Job A
Put the lines of the rows, from the line containing "Tag snowboarder's left" through the last line of the rows, inclusive, into a numbered list, leaving out any blank lines.

Article
┌──

I may need to further complicate things though, management will over time try different gaming Table layouts, some of the gaming Tables can be converted from say Blackjack to Baccarat. this is bound to happen quite a bit over 7 years, would I want to be creating new gaming Table entries or add a column to use a foreign key and refer to a new table that stores the history of game types during periods of time? Employees will also learn to deal new games during their career, very rarely they may also have the skill removed.
----------------------------------------------------------------------------------------
Neo4j Specific
With this data would I have an Employee and a Table node that have "isA" relationship edges mapping to actual employees or tables?
I imagine with the skills for the two types I would be best with a Skill node and establish relationships like so?: Blackjack->isA->Skill, Employee->hasSkill->Blackjack, Table->typeIs->Blackjack?
TIME
I find difficulty when I want this database to now work with a timeline. I've come across the following suggestions for connecting nodes with time:
Unix Epoch seems to be a common recommendation?
Connecting nodes to a year/month/day graph?
Lucene timeline? (I don't know much about this or how to work with it, have seen some mention it)
And some cases with how time and data relate:
Staff have varied days and start/end times from week to week, this could be shift node with properties {shiftStart,shiftEnd,actualStart,actualEnd}, staff may arrive late or get sick during shift. Would this be the right way to link each shift to an employee? Employee(node)->Shifts(groupNode)->Shift(node)
Tables and Staff may have skill data modified, with archived data this could be an issue, I think the solution is to have time property on the relationship to the skill?
We open and close tables throughout the day, each table has open/close times for each day, this could change in a month depending on what management wants, in addition the times are not strict, for various reasons a manager may open or close tables during the shift. The open/closed status of a table node may only be relevant for queries during the shift, which confuses me as I'd want this for queries but for archiving with time it might not make sense?
It's with queries that I have trouble deciding when to use a node or add a property to a node. For an Employee they have a name and ID number, if I wanted to find an employee by their ID number would it be better to have that as a node of it's own? It would be more direct right, instead of going through all employees for that unique ID number.
I've also come across labels just recently, I can understand that those would be useful for typing employee and table nodes rather than grouping them under a node. With the shifts for an employee I think should continue to be grouped with a shifts node, If I were to do cypher queries for employees working shifts through a time period a label might be appropriate, however should it be applied to individual shift nodes or the shifts group node that links back to the employee? I might need to add a property to individual shift nodes or the relationship to the shifts group node? I'm not sure if there should be a shifts group node, I'm assuming that reducing the edges connecting to the employee node would be optimal for queries.

└──

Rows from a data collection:
┌──

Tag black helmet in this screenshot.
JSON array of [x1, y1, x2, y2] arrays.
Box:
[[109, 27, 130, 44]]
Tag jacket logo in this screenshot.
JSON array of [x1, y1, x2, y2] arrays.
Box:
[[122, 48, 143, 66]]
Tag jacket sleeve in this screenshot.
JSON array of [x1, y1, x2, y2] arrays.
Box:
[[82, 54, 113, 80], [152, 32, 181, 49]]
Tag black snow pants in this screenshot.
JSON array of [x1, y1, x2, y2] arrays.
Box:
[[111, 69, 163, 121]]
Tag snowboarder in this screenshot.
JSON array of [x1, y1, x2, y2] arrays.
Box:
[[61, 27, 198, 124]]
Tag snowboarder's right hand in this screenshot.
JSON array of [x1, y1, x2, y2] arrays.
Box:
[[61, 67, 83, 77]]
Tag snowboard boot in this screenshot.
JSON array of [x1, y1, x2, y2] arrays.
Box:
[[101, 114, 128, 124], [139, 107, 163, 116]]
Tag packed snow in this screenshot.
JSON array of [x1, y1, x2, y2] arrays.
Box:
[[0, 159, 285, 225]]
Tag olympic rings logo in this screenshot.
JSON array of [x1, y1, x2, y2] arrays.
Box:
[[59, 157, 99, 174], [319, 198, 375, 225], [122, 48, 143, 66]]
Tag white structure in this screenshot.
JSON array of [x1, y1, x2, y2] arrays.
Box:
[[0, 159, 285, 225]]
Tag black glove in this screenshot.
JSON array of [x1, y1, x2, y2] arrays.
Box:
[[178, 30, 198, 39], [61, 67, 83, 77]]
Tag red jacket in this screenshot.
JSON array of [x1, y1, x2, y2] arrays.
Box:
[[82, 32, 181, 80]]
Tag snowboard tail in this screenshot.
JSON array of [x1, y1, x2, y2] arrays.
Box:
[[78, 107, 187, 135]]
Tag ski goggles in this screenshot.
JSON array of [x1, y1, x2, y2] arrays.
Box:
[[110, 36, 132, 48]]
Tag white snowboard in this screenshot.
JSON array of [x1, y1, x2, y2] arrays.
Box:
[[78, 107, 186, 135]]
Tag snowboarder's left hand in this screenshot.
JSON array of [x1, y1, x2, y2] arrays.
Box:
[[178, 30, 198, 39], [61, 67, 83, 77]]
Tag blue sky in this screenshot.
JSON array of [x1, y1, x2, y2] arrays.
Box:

└──

Job B
In the forum post, which properties does the writer propose for a shift node?

Task result A
1. Tag snowboarder's left hand in this screenshot.
2. JSON array of [x1, y1, x2, y2] arrays.
3. Box:
4. [[178, 30, 198, 39], [61, 67, 83, 77]]
5. Tag blue sky in this screenshot.
6. JSON array of [x1, y1, x2, y2] arrays.
7. Box:

Task result B
shiftStart, shiftEnd, actualStart, and actualEnd